-- WORK TO COMPLETE --
Starting at the line that contains "signboard. Report a box for each matching region.", restate each line word for word through the final line of the data, keeping both ends.

-- MATERIAL FOR THE TASK --
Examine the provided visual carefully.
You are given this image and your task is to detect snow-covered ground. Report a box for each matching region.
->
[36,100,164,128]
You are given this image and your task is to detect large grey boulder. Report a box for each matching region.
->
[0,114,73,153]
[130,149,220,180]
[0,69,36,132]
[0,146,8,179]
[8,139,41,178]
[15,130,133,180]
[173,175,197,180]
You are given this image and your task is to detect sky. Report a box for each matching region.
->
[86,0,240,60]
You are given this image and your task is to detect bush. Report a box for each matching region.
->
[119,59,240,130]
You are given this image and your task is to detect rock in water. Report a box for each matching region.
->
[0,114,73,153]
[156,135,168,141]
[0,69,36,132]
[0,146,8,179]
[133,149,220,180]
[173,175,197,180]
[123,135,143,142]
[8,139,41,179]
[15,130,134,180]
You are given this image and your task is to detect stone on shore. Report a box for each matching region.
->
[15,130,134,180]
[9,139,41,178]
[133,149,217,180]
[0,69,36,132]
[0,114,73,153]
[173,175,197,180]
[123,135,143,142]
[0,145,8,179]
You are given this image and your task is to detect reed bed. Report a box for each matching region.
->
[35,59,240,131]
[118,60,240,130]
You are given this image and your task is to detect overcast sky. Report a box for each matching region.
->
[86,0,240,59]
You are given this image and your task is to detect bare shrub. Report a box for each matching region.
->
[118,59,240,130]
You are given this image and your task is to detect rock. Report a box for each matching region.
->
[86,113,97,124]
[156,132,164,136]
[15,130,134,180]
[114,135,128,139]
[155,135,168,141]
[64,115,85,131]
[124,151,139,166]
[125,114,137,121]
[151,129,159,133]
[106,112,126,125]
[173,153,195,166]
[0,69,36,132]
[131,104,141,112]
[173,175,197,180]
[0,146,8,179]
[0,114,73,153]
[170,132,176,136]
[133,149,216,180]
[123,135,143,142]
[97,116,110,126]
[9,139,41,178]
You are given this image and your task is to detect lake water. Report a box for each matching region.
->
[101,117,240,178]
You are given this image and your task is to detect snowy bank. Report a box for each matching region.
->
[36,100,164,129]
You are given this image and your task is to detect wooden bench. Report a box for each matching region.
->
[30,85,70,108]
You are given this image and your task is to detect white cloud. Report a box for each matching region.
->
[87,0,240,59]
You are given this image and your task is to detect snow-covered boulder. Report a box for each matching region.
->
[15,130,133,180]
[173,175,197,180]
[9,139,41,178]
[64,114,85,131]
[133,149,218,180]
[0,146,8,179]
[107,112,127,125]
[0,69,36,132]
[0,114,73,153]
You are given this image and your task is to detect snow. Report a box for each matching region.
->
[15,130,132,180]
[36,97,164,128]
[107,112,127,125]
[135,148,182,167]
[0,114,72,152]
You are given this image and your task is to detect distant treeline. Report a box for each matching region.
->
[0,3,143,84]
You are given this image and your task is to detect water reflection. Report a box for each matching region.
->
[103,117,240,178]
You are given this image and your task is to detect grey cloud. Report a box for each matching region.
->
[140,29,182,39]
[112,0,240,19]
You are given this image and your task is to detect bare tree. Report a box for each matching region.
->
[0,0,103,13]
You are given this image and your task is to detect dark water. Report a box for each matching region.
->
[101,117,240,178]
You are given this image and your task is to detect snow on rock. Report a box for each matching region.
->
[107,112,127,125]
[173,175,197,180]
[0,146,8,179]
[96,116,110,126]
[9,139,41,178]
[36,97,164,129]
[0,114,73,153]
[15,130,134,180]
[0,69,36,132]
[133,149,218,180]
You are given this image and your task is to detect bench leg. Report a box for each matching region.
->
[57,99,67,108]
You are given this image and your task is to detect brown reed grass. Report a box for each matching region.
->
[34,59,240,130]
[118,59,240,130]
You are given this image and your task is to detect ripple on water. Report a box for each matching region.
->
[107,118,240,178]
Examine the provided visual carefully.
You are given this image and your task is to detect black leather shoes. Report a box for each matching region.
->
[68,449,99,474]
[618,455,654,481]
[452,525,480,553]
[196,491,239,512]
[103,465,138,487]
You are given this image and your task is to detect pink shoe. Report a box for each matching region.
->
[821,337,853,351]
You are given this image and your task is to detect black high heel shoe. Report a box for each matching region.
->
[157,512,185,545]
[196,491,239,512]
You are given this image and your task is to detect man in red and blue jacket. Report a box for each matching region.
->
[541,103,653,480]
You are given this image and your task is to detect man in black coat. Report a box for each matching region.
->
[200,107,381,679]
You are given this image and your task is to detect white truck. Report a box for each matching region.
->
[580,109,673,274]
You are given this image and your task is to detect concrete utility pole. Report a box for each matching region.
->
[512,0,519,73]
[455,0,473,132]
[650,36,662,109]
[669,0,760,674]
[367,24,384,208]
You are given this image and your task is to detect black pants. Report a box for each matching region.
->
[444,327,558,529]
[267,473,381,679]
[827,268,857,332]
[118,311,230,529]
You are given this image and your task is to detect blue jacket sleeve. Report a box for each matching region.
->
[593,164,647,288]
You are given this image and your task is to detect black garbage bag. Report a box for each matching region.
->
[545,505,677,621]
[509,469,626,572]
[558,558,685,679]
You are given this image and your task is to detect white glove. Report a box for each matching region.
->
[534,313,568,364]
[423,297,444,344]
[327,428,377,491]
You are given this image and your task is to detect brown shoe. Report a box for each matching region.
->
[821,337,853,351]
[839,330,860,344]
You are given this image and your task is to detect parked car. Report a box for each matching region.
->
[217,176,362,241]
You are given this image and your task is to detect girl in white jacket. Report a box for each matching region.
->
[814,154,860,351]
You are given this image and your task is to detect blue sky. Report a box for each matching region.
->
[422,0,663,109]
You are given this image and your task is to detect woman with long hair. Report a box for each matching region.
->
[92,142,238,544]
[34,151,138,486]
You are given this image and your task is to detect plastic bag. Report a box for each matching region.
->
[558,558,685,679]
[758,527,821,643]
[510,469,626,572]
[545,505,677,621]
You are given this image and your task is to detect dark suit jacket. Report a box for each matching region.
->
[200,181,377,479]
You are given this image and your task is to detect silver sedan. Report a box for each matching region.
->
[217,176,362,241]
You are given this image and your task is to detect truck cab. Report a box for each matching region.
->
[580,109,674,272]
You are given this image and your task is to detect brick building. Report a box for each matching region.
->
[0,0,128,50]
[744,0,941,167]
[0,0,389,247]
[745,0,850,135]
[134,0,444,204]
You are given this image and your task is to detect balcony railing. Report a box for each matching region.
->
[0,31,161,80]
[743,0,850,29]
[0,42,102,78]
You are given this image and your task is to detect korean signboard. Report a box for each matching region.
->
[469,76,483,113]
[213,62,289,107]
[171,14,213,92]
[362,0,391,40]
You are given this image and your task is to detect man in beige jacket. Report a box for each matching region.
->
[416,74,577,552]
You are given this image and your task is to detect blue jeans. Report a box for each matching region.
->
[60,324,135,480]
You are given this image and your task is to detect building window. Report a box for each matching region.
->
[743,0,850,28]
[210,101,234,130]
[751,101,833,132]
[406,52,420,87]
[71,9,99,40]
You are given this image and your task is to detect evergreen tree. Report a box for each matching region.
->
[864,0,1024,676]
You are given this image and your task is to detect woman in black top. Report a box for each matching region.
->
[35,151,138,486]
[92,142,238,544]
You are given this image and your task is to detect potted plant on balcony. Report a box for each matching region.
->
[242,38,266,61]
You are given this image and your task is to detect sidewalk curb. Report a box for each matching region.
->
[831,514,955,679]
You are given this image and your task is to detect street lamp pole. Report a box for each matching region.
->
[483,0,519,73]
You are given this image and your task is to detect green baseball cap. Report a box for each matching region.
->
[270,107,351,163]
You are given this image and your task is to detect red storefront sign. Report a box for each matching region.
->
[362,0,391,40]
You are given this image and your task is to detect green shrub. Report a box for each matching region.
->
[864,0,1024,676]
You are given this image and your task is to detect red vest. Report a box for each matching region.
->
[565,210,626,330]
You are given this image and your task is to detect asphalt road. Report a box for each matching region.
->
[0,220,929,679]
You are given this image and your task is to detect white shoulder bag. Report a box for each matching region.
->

-- SOLUTION --
You are given this image and your task is to detect korean signboard. Report a box for each matching region.
->
[469,76,483,113]
[213,62,289,107]
[171,14,213,92]
[362,0,391,40]
You are given this image and your task is to detect man in beige jacket. Report a box for each matching region.
->
[416,74,577,552]
You are given this image and your task is to detect blue jeans. Report a box for each matching region.
->
[60,324,135,480]
You are given this image and your task is to detect building window. Report a box for each matching region.
->
[743,0,850,28]
[210,101,234,130]
[751,101,833,132]
[406,52,420,87]
[71,9,99,40]
You are given this image and your task is to detect evergreen tree. Report a box for each matching region.
->
[864,0,1024,676]
You are given this image and your task is to detect woman in black top. Report a box for each matching region.
->
[35,151,138,486]
[92,142,238,544]
You are given this image and your task is to detect potted plant on balcony. Report a box for each matching region.
->
[242,38,266,61]
You are given this image and your task is to detect sidewalk curb. Report a box for each matching region.
->
[831,514,955,679]
You are given this image and your task is to detect street lamp pole. Report a box for each matching region.
->
[483,0,519,73]
You are given this image and your task is to detect green baseball cap. Report a box for each matching region.
->
[270,107,351,163]
You are given this image and your task is to detect red storefront sign. Report a box for each matching region.
->
[362,0,391,40]
You are given this image and your task is to detect green shrub. Report a box for each matching region.
->
[864,0,1024,676]
You are given this image and your task is to detect red vest. Report a box for each matching region.
->
[565,210,626,330]
You are given this image and your task is to detect asphalt road. Report a box for each matching region.
->
[0,220,929,679]
You are given this image and your task is to detect white shoulder bag. Report a box for each matching region.
->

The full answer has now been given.